### Work instruction 1
Answer these questions using the conference announcement.
(a) Which building hosts the celebration, and at what street address?
(b) On what dates is the event held?
(c) Which country did President Barack Obama make a strategic visit to?
### Work instruction 2
Extend the conference announcement past its final heading.

### Document section
+ + + +

July - Sept 2009, Latino Muslims

Islam at a Crossroads to America – Latino Renaissance workshop


International Museum of Muslim Cultures (IMMC)
Eighth Year Anniversary Celebration
Jackson Convention Center
105 E. Pascagoula St.
Jackson, Mississippi 39201

July 10 -12, 2009

The Muslim American community is one of the fastest growing religious-cultural communities in America. This community is very diverse. It represents indigenous Americans to include African Americans, European Americans, Native Americans, and Latino Americans–and immigrant Americans who migrated from every continent and country of the world. This ethnic melting pot shares a common belief and way of life, Islam. However, they represent very diverse Ethnic and cultural communities that are assimilating within the American culture. As the Muslim community continues to progress in America, they face many challenges that can also provide opportunities to positively influence America.

This conference and national dialogue comes on the heels of President Barack Obama’s European tour and strategic visit to Turkey, where he extended a friendly hand of partnership to the Muslim world. Thus, the conference begins the dialogue of addressing this “partnership with America” among the Muslim American leadership. The conference theme, “Islam at a Crossroads in America”, begins addressing the challenges that Muslims in America face and how they can utilize their way of life and faith as a vehicle to positively influence and contribute to the American story. The conference’s emphasis is on how Muslims can become more fully engaged within America, among its many cultural and faith communities. The goal of the conference is to explore how and where our challenges as Muslims intersect concerns of the American society as a whole. The conference themes include broadly that of Islamic leadership, its diversity, and finding unity and a leadership model in America equipped to forge this partnership with America; civil rights and civic responsibility; the Latino Renaissance; the Timbuktu Roundtable: A conversation about the historical role of Islamic African leadership in Africa’s development and its prospects for African Americans today; Youth’s Islam: Hip-Hop, Spirituality and the Arts; Islamic Banking and the Economic Crisis; Healthy Family and Marriage Relationships; and Interfaith Dialogue: the Global Call for Peace.

“Latino Renaissance workshop”

+ + + +

(Dataset entries)
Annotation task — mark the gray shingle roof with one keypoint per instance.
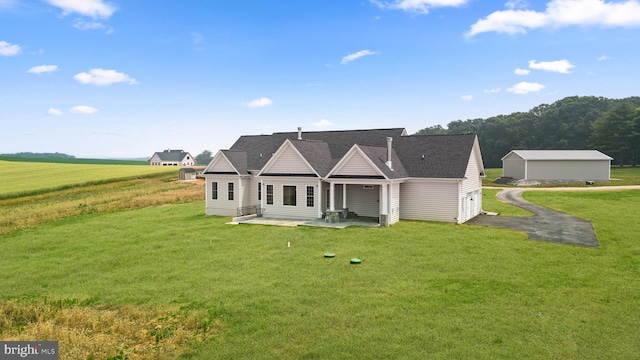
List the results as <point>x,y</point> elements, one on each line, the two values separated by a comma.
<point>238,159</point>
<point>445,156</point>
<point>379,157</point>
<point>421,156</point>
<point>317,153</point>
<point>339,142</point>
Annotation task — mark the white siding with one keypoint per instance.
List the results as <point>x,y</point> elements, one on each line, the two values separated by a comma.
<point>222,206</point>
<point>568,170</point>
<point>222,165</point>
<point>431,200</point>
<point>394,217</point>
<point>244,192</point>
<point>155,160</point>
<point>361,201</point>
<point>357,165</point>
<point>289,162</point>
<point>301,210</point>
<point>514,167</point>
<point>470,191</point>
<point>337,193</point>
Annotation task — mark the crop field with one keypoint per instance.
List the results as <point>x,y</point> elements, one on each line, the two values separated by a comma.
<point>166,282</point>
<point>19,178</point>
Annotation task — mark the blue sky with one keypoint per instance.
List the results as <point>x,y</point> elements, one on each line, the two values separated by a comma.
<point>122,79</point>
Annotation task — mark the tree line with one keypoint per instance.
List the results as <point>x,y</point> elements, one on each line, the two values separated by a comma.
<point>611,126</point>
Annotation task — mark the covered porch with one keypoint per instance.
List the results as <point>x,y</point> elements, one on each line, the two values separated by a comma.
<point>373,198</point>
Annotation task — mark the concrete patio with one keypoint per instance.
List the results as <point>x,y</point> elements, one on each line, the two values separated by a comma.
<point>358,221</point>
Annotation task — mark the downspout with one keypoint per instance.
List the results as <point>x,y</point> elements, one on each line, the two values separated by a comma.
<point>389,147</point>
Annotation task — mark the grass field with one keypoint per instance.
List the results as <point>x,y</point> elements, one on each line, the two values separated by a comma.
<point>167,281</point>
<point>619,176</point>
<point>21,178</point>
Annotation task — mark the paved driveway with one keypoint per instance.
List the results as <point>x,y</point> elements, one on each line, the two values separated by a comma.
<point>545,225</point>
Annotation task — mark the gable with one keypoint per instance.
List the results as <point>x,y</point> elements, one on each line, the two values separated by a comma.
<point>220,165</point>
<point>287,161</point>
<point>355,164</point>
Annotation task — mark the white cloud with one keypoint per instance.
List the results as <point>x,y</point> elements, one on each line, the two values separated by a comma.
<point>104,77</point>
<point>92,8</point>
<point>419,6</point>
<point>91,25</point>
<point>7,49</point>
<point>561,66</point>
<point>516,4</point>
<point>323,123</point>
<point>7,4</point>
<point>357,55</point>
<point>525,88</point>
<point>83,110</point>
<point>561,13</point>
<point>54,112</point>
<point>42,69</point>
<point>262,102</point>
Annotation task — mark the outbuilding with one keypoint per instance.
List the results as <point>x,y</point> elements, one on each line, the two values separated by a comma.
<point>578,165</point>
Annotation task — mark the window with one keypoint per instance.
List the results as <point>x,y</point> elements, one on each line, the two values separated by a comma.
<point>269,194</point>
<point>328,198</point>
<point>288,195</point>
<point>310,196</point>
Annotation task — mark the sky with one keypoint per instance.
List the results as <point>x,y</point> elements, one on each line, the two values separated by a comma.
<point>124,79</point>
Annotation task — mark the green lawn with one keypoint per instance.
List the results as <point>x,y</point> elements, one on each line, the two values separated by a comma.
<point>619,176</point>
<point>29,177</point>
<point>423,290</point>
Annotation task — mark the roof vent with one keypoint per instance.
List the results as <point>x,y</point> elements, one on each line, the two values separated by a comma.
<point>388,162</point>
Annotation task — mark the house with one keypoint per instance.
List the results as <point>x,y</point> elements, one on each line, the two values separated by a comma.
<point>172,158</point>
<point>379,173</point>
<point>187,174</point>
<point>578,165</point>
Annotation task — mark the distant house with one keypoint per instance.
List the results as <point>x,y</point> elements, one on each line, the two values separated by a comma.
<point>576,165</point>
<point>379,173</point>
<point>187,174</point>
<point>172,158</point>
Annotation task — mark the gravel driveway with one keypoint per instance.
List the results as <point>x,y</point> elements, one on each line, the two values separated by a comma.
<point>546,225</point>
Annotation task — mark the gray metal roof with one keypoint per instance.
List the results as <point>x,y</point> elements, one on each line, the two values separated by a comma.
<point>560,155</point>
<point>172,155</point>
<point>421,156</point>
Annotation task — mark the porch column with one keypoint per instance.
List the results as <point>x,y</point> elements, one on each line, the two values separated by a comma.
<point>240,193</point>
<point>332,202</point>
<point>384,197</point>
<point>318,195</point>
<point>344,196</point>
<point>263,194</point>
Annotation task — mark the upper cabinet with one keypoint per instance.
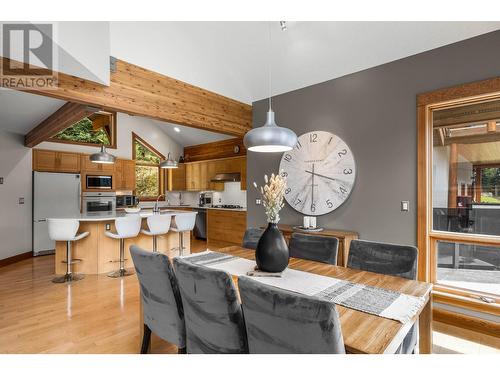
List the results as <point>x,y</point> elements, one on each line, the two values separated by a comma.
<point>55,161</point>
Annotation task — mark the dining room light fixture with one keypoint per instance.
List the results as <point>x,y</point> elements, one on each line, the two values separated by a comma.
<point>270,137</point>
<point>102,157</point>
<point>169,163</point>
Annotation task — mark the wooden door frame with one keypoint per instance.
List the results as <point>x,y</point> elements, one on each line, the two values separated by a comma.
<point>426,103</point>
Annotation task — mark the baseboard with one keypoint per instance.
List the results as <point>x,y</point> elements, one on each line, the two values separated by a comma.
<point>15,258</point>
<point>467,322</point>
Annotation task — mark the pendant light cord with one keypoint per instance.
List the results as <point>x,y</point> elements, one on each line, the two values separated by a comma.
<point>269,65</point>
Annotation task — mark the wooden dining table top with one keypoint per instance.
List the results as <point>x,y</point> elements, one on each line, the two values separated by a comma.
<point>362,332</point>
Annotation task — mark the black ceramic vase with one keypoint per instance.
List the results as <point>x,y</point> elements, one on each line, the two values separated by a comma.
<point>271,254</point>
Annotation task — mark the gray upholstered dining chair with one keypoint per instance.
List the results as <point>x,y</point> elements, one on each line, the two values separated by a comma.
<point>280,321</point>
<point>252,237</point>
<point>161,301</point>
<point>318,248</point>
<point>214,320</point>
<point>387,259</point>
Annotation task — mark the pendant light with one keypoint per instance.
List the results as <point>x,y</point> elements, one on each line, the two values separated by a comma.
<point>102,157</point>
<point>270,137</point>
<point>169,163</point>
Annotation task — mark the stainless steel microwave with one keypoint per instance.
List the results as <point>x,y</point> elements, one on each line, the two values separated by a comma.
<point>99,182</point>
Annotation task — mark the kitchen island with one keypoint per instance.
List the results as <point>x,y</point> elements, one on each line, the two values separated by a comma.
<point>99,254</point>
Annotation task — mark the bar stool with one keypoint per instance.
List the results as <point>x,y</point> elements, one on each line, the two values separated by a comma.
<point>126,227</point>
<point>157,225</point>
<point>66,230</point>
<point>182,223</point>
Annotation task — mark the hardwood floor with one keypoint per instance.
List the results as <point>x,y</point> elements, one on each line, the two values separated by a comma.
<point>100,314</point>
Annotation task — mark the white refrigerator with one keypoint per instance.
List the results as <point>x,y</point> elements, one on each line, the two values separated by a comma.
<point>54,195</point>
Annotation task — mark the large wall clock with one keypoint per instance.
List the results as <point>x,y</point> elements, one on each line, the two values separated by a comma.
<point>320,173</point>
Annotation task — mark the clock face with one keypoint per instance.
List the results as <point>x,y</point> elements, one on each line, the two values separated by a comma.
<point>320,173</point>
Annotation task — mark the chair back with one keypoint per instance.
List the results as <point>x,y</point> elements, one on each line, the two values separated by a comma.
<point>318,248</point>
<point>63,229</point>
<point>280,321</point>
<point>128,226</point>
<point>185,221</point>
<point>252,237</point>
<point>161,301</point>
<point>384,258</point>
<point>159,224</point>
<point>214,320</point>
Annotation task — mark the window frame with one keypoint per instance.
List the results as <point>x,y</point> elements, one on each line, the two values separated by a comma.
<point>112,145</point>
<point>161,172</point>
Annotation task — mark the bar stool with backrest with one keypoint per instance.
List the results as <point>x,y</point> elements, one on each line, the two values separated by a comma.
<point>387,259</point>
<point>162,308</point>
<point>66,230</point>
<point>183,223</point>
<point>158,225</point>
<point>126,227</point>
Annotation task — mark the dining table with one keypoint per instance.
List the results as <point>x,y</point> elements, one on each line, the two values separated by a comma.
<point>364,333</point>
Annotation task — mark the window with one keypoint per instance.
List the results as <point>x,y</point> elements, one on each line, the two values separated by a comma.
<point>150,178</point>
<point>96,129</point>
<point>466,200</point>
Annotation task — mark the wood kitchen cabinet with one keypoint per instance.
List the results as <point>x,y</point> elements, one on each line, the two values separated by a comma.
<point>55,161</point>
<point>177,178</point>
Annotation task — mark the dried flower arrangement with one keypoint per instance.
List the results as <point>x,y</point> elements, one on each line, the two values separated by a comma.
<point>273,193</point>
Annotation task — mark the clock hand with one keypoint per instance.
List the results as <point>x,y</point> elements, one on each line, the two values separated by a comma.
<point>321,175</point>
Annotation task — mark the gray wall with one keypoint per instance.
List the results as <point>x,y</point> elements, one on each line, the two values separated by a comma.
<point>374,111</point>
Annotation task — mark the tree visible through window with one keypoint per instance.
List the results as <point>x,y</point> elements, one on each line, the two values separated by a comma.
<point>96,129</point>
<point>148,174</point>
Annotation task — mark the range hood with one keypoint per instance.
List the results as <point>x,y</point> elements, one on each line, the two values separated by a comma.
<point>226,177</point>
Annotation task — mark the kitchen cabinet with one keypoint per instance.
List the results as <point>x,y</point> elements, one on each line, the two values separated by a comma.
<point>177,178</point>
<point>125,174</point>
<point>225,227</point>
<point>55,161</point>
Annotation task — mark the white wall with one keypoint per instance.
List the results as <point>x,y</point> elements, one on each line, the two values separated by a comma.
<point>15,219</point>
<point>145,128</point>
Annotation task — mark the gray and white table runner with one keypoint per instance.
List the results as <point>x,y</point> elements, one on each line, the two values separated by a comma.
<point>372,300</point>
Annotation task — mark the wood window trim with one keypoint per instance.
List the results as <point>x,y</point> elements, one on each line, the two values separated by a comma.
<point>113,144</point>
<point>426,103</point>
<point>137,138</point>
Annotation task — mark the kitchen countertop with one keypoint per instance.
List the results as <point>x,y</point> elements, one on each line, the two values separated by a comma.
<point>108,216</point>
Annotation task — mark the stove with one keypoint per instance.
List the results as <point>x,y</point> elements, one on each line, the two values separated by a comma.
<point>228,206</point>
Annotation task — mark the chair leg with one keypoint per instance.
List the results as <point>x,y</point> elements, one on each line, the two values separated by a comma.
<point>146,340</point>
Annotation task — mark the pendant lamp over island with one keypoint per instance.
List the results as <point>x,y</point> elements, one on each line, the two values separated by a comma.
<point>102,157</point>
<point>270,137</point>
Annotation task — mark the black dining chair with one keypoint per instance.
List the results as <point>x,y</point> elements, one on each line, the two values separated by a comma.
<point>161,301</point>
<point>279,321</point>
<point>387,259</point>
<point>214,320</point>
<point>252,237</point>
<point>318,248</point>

+ + + +

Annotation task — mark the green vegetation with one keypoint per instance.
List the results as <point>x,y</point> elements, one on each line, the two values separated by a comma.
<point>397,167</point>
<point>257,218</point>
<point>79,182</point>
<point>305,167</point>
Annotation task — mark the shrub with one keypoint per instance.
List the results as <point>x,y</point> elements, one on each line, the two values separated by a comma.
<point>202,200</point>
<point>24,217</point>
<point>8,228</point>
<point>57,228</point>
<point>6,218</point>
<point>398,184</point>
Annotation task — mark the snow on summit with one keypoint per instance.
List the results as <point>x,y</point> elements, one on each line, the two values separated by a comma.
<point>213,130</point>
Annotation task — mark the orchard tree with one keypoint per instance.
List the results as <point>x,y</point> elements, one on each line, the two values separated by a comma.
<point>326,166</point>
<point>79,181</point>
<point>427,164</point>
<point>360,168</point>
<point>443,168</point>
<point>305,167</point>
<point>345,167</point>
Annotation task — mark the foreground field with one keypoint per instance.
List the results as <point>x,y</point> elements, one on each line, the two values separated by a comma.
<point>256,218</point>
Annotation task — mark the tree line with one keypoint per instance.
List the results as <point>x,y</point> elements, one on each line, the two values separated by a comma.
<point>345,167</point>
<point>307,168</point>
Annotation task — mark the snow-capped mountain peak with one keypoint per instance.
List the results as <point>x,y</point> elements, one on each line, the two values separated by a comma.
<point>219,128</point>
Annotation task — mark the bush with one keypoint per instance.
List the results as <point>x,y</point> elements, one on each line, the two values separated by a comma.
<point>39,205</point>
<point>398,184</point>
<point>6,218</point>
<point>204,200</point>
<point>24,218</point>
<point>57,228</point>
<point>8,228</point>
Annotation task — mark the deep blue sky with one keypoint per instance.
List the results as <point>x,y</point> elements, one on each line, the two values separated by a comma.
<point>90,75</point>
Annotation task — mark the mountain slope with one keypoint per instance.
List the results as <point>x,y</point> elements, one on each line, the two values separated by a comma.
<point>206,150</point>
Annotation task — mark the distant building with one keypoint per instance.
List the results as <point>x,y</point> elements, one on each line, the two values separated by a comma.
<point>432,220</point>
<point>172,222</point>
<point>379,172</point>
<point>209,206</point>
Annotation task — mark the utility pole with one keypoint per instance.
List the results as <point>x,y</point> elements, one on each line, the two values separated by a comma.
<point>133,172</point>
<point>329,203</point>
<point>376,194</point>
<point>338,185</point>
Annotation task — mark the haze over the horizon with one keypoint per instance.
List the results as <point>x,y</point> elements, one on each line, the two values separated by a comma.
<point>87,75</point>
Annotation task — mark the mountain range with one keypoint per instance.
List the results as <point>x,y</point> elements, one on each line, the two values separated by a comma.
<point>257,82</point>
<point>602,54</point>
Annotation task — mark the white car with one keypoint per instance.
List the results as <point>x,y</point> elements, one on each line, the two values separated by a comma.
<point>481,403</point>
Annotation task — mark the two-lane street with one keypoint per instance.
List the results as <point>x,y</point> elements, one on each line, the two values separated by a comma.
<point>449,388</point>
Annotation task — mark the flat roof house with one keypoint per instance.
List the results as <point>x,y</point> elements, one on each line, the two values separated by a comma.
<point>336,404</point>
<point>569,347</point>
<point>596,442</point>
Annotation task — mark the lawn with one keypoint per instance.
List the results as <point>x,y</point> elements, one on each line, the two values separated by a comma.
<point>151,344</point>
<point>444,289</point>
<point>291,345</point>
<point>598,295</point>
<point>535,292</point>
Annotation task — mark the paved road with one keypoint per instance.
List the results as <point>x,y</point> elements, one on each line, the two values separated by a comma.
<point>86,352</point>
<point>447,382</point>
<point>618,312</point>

+ + + +

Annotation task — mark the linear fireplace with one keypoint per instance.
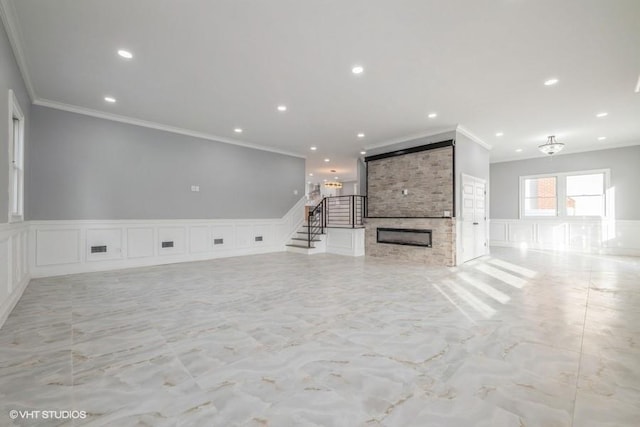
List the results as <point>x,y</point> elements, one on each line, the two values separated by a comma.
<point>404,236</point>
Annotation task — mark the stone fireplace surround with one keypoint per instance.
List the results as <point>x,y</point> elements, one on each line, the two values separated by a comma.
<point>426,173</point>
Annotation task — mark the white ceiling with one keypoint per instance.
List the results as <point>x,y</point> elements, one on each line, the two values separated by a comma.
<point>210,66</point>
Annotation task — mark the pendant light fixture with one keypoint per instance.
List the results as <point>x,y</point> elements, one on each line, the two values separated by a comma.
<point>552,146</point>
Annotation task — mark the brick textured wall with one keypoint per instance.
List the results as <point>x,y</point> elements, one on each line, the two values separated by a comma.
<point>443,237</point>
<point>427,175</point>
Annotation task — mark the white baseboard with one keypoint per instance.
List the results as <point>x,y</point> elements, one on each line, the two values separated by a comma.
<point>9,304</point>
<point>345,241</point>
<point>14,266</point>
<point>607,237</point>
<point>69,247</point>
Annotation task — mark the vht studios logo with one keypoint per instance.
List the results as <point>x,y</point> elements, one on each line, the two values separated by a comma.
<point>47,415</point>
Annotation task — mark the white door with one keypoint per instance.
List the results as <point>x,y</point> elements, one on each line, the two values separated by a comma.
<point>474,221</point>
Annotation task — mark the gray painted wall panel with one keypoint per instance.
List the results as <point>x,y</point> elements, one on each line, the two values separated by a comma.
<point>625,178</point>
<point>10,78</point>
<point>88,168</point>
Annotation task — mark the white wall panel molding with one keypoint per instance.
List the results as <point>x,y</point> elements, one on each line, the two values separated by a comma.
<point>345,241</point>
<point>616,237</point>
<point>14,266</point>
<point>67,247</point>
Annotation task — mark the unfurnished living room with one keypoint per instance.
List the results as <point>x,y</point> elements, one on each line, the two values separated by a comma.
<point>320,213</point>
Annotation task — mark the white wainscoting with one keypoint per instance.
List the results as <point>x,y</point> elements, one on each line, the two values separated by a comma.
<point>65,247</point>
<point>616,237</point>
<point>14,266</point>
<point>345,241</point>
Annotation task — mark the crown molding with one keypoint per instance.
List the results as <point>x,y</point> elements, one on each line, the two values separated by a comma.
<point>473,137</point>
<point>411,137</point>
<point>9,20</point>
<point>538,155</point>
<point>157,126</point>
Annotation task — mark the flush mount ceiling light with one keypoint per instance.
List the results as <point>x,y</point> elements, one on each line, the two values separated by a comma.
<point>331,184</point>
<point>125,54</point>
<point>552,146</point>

+ + + +

### Output 1
(a) Jackson Convention Center, 105 E. Pascagoula St., Jackson, Mississippi 39201
(b) July 10–12, 2009
(c) Turkey

### Output 2
The Renaissance (from French Renaissance, meaning “rebirth”;was a cultural movement that spanned roughly the 14th to the 17th century, beginning in Italy in the Late Middle Ages and later spreading to the rest of Europe. The term is also used more loosely to refer to the historic era, but since the changes of the Renaissance were not uniform across Europe, this is a general use of the term. To the Muslim world, “Latino Renaissance” is a catch phrase for the “rebirth’ of Islam among Spanish-speaking people. For 700 years the glory of Muslim Spain was heard around the world. The fear that Islam would be a global power shook Europe into the most horrendous period in history the “Inquisition”. In response, genocide and torture worked hand in hand to destroy the art, literary works, medical contributions and architecture of a unique and vibrant society. Today from Cuba to Spain, Latino Muslims are taking charge of history by spreading Islam from East coast to West. They are involved with art, Hip Hop, and the political forefront, in addition to spreading the teachings of Islam and attending learning centers throughout the world. This workshop will touch upon the contributions of Hajj Malik Shabazz aka Malcolm X to present day.

About the International Museum of Muslim Cultures (IMMC)

The goals of the International Museum of Muslim Cultures (IMMC) are to educate the public about Islamic history and civilization and to help provide educational tools for teaching global consciousness, historical literacy, and multicultural appreciation. IMMC seeks to continue to grow as a cultural tourism destination and serve the community as an educational and research center as well as a repository for Islamic objects having cultural, artistic, aesthetic, and historical significance. Additionally, IMMC seeks to facilitate multicultural and interfaith understanding; reduce cultural, religious, and racial bigotry; and advance Mississippi and America’s cultural, religious, and civic discussions to provide a better atmosphere for working together for the common good. IMMC’s inaugural exhibit, which opened in April 2001, is titled “Islamic Moorish Spain: Its Legacy to Europe and the West.”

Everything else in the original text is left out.